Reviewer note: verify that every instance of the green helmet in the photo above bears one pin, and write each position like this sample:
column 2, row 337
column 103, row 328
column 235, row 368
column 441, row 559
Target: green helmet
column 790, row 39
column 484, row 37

——————————

Find each line of the listing above that contains the string "column", matching uppercase and lowercase exactly, and copy every such line.

Answer to this problem —
column 2, row 337
column 103, row 328
column 235, row 368
column 441, row 559
column 790, row 39
column 484, row 37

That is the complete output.